> Problem to work on:
Copy out each line of the data that contains "then".

> Provided information:
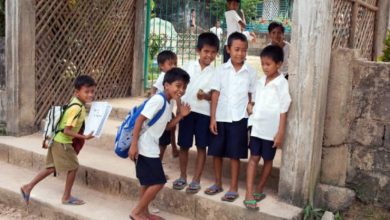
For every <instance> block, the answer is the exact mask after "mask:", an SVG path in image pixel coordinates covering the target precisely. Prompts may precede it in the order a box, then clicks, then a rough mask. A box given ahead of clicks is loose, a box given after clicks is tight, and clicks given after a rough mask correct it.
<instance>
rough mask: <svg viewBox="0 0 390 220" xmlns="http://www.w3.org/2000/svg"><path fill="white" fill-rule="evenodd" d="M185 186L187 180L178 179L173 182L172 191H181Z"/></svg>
mask: <svg viewBox="0 0 390 220" xmlns="http://www.w3.org/2000/svg"><path fill="white" fill-rule="evenodd" d="M186 185H187V180H185V179H183V178H181V177H180V178H179V179H177V180H175V181H174V182H173V189H176V190H182V189H184V188H185V187H186Z"/></svg>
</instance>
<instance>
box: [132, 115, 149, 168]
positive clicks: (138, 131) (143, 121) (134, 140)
mask: <svg viewBox="0 0 390 220" xmlns="http://www.w3.org/2000/svg"><path fill="white" fill-rule="evenodd" d="M146 119H147V118H146V117H145V116H143V115H139V117H138V118H137V120H136V121H135V125H134V130H133V139H132V140H131V146H130V149H129V158H130V160H136V159H137V157H138V139H139V135H140V132H141V128H142V125H143V123H144V122H145V121H146Z"/></svg>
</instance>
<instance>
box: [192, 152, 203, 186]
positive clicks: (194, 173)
mask: <svg viewBox="0 0 390 220" xmlns="http://www.w3.org/2000/svg"><path fill="white" fill-rule="evenodd" d="M205 162H206V149H205V148H197V155H196V162H195V163H196V164H195V172H194V177H193V178H192V181H195V182H197V183H200V178H201V176H202V172H203V169H204V164H205Z"/></svg>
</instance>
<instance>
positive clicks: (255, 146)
mask: <svg viewBox="0 0 390 220" xmlns="http://www.w3.org/2000/svg"><path fill="white" fill-rule="evenodd" d="M272 146H274V142H273V141H268V140H264V139H261V138H257V137H251V138H250V141H249V148H250V149H251V155H253V156H261V157H262V158H263V159H264V160H274V158H275V154H276V148H273V147H272Z"/></svg>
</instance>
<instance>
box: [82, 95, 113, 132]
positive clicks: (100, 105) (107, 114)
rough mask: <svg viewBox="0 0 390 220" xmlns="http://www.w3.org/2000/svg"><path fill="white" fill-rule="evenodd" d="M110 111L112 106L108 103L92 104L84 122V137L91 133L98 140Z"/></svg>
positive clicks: (100, 102) (107, 118)
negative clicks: (84, 122)
mask: <svg viewBox="0 0 390 220" xmlns="http://www.w3.org/2000/svg"><path fill="white" fill-rule="evenodd" d="M111 110H112V106H111V105H110V103H108V102H92V106H91V109H90V111H89V114H88V118H87V120H86V121H85V129H84V135H88V134H90V133H91V132H93V134H92V135H93V136H94V137H97V138H99V137H100V136H101V134H102V130H103V127H104V125H105V124H106V122H107V119H108V116H109V115H110V113H111Z"/></svg>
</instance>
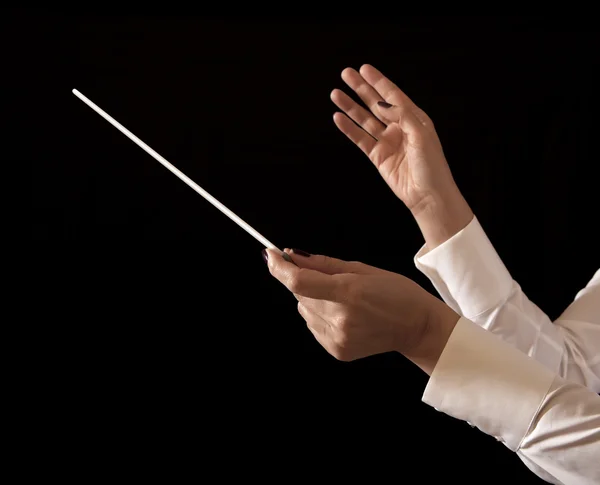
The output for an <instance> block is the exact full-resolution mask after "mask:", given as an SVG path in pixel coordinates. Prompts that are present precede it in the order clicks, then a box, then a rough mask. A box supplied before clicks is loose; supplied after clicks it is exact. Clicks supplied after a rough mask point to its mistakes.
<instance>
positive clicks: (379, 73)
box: [360, 64, 432, 126]
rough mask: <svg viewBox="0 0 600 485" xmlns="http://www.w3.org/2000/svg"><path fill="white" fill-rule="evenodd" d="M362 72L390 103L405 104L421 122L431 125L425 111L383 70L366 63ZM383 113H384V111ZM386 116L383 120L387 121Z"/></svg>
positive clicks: (374, 86)
mask: <svg viewBox="0 0 600 485" xmlns="http://www.w3.org/2000/svg"><path fill="white" fill-rule="evenodd" d="M360 74H361V76H362V77H363V78H364V79H365V81H366V82H367V83H369V84H370V85H371V86H372V87H373V88H374V89H375V91H376V92H377V93H378V94H379V95H380V96H381V97H382V98H383V100H384V101H387V102H388V103H391V104H395V105H398V106H405V107H407V108H408V109H410V110H411V111H412V112H413V114H414V115H415V116H416V118H417V119H418V120H419V122H420V123H421V124H423V125H425V126H428V125H431V124H432V122H431V119H430V118H429V116H427V114H426V113H425V111H423V110H422V109H421V108H419V107H418V106H417V105H416V104H415V103H414V102H413V101H412V100H411V99H410V98H409V97H408V96H407V95H406V93H405V92H404V91H402V90H401V89H400V88H399V87H398V86H397V85H396V84H395V83H393V82H392V81H390V80H389V79H388V78H387V77H386V76H384V75H383V74H382V73H381V71H379V70H378V69H376V68H375V67H373V66H371V65H370V64H365V65H364V66H362V67H361V68H360ZM382 114H383V113H382ZM385 119H386V118H385V117H384V118H383V121H384V122H385Z"/></svg>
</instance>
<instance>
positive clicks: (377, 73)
mask: <svg viewBox="0 0 600 485" xmlns="http://www.w3.org/2000/svg"><path fill="white" fill-rule="evenodd" d="M360 75H361V77H362V78H363V79H364V80H365V81H366V82H367V83H368V84H369V85H370V86H371V88H372V89H374V90H375V92H377V94H378V95H379V96H380V97H381V99H378V100H377V101H381V100H383V101H387V102H388V103H392V104H396V105H400V104H409V105H414V103H413V102H412V101H411V99H410V98H409V97H408V96H407V95H406V94H405V93H404V92H403V91H402V90H401V89H400V88H399V87H398V86H396V85H395V84H394V83H393V82H392V81H390V80H389V79H388V78H387V77H385V76H384V75H383V74H382V73H381V72H380V71H379V70H378V69H376V68H374V67H373V66H371V65H370V64H365V65H364V66H362V67H361V68H360Z"/></svg>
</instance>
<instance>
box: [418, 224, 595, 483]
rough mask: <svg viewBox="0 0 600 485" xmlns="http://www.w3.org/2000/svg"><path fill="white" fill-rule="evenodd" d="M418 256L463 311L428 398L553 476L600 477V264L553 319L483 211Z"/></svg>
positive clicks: (587, 479)
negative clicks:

> Task result:
For every <instance> block, the answer is the exact mask after "mask:", an SVG path in image pixel coordinates covering the target precisely. Prompts may precede it in the order a box, then clicks, then a rough mask. A box given ahead of clicks is loose, a box given after clicks is tight, and clicks given after a rough mask correct it.
The output for an <instance> block is the exact full-resolution mask after "mask:", given as an SVG path in pixel coordinates. Prompts that are present precede it in the order clicks, then a box, then a rough mask. A box supplied before clicks is loose; supplied after clicks it is exact. Clicks supplied after a rough mask point to its mistakes.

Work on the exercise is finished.